> [Set of tasks]:
1) In the article on healthcare M&A due diligence, what position does Steven Lawrence hold?
2) Write the next paragraph of the article on healthcare M&A due diligence, picking up right after its final quoted sentence.

> [Reading passage]:
_ _ _ _ _ _ _
Performing Extensive Diligence on the Buyer
It is textbook for the buyer in a healthcare M&A transaction to perform extensive diligence on the company that they are acquiring for their portfolio. Financials are checked, cash flow is double checked, and in the end, the overall cost of the business for the buyer will either most likely go up or down.
The Ambulatory M&A Advisor takes a look at some proactive actions that sellers can take in order to ensure that the buyer is the right person to take over the business, and to ensure that the business itself is prepared to take on a new owner for an appropriate price.
Steven Lawrence, shareholder at Milligan Lawless says that one thing that sellers need to look out for that could be the starting point of failure is a misalignment of goals to the extent that the parties are headed to a different result, or have a different mindset in terms of what the end goal is of the transaction.
These differences in end goals are obvious reasons that a transaction can fall off of the rails. Lawrence says that a subset of this problem would also be a financial difference or financial performance that does not meet buyer expectations. Another issue could be potential purchase price or return on investment that is offered by the buyer that does not meet the seller’s expectations that the believe the company might be worth. Really, it is a difference in valuations expectations where often transactions can fall off of the rails.
During the due diligence process, Lawrence says there are quite a few red flags that sellers need to pay attention to and catch on their own before they pop up and scare a buyer away from a potential transaction.
According to Lawrence, the starting point is when looking at the financial statements. If there are items that are discovered in due diligence that are not reported in the financial statements, or if the financial statements do not properly reflect the performance of the company, that can certainly be a red flag.
“I would say anything surrounding the financial performance or accounting methods of the company can be things that are considered red flags,” Lawrence says.
_ _ _ _ _ _ _
> [Provided data]:
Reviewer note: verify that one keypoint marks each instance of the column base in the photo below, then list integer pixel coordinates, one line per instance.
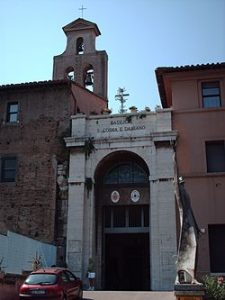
_ _ _ _ _ _ _
> [Responses per task]:
1) He is a shareholder at Milligan Lawless.

2)
“Also, anything in the healthcare space from a compliance perspective that potentially creates risks for the purchaser can be a red flag in terms of diligence. Finally, I would say that matters in relation to intellectual property are other red flags. To the extent that there are potential risks associated with the company’s intellectual property where it has not been protected or may not be owned properly, those are all areas where diligence may turn up red flags that send the transaction off kilter.”
Julian “Bo” Bobbitt, a healthcare lawyer with Smith Anderson says that when it comes down to a seller performing diligence on a buyer, it is something that should absolutely be done. Bobbitt says this type of a move harkens back to the importance of the fundamentals of a good partnership in general.
“It is almost like a marriage; you are not just buying equipment and things like that. You are buying a culture, and acquiring some liabilities from both sides. In healthcare businesses, transactions are really for a long-term period and it is very important that both sides essentially do their homework. Any healthcare transaction needs to be well thought out,” Bobbitt says.
He adds that his goal is to have the parties be happy with the deal five years after it on both sides, otherwise, he does not predict the success of the proposed transaction.
Blayne Rush, Investment Banker, President of Ambulatory Alliances LLC says when performing due diligence on the buyer, the majority of the buyers are fairly known in the marketplace.
“They will have some sort of history, some sort of branding. In addition to what is known about the market and what their personal experience is, a potential seller can request contacts of other people that have sold their business to the buyer. For example, the physician up the road that has been in similar situations, that have similar types of practices or facilities and have sold to this buyer. You want to get multiple examples. You might even want to go to their website and examine all of their locations. You could pick out five locations then ask the potential buyer, of these five, which three are similar to your situation,” Rush says.
Another way Rush says diligence can be performed is through an interview of the buyer. According to Rush, sellers need to sit down with the buyer and be prepared to ask them questions to the extent that the buyer would ask a seller questions.
“A lot of sellers, of who I work with more than buyers say that the diligence process is similar to them having to get undressed in front of a room with a full audience. They have to bare it all of their business and the buyer is going to look at all that they have to offer in the deal. You don’t necessarily need to go that far with potential buyers, but you want to know where their money is coming from. Do they have cash? Are they going to borrow the money? If they are borrowing the money, meaning debt, do they already have that approval done? On top of that, what is their approval process?”
In an example, Rush says that the buyer could have corporate level debt that says it is on the parent company and filters down and there are liens on the practice level that dictate the criteria that a target must meet.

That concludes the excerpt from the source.